Intro to {targets}

Louisa Smith
l.smith@northeastern.edu

Department of Health Sciences
The Roux Institute
Northeastern University

2023-05-31

What is {targets}?

“a Make-like pipeline tool for statistics and data science in R”

  • manage a sequence of computational steps
  • only update what needs updating
  • ensure that the results at the end of the pipeline are still valid

Script-based workflow

01-data.R

library(tidyverse)
data <- read_csv("data.csv", col_types = cols()) %>% 
    filter(!is.na(Ozone))
write_rds(data, "data.rds")

02-model.R

library(tidyverse)
data <- read_rds("data.rds")
model <- lm(Ozone ~ Temp, data) %>% 
    coefficients()
write_rds(model, "model.rds")

03-plot.R

library(tidyverse)
model <- read_rds("model.rds")
data <- read_rds("data.rds")
ggplot(data) +
    geom_point(aes(x = Temp, y = Ozone)) +
    geom_abline(intercept = model[1], slope = model[2])
ggsave("plot.png", plot)

Problems with script-based workflow

  • Reproducibility: if you change something in one script, you have to remember to re-run the scripts that depend on it
  • Efficiency: that means you’ll usually rerun all the scripts even if they don’t depend on the change
  • Scalability: if you have a lot of scripts, it’s hard to keep track of which ones depend on which
  • File management: you have to keep track of which files are inputs and which are outputs and where they’re saved

{targets}: The basics

{targets} workflow

R/functions.R

get_data <- function(file) {
  read_csv(file, col_types = cols()) %>%
    filter(!is.na(Ozone))
}

fit_model <- function(data) {
  lm(Ozone ~ Temp, data) %>%
    coefficients()
}

plot_model <- function(model, data) {
  ggplot(data) +
    geom_point(aes(x = Temp, y = Ozone)) +
    geom_abline(intercept = model[1], slope = model[2])
}

{targets} workflow

_targets.R

library(targets)

tar_source()
tar_option_set(packages = c("tidyverse"))

◆ **DATA EXTRACT**:
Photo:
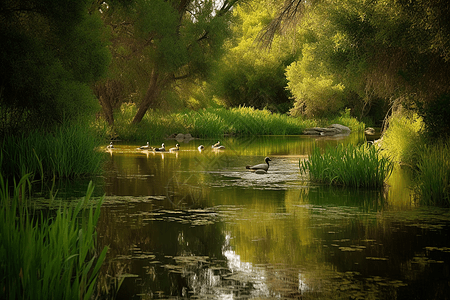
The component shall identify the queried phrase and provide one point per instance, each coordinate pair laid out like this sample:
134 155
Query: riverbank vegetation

◆ **YOUR TASKS**:
**1.** Reproduce the part of the {targets} text between "plot_model <- function(model, data)" and "tar_source()", inclusive, keeping every character the same.
**2.** In the {targets} text, what kind of tool is {targets} described as?

◆ **SOLUTIONS BELOW**:
**1.**
plot_model <- function(model, data) {
  ggplot(data) +
    geom_point(aes(x = Temp, y = Ozone)) +
    geom_abline(intercept = model[1], slope = model[2])
}

{targets} workflow

_targets.R

library(targets)

tar_source()

**2.** A Make-like pipeline tool for statistics and data science in R.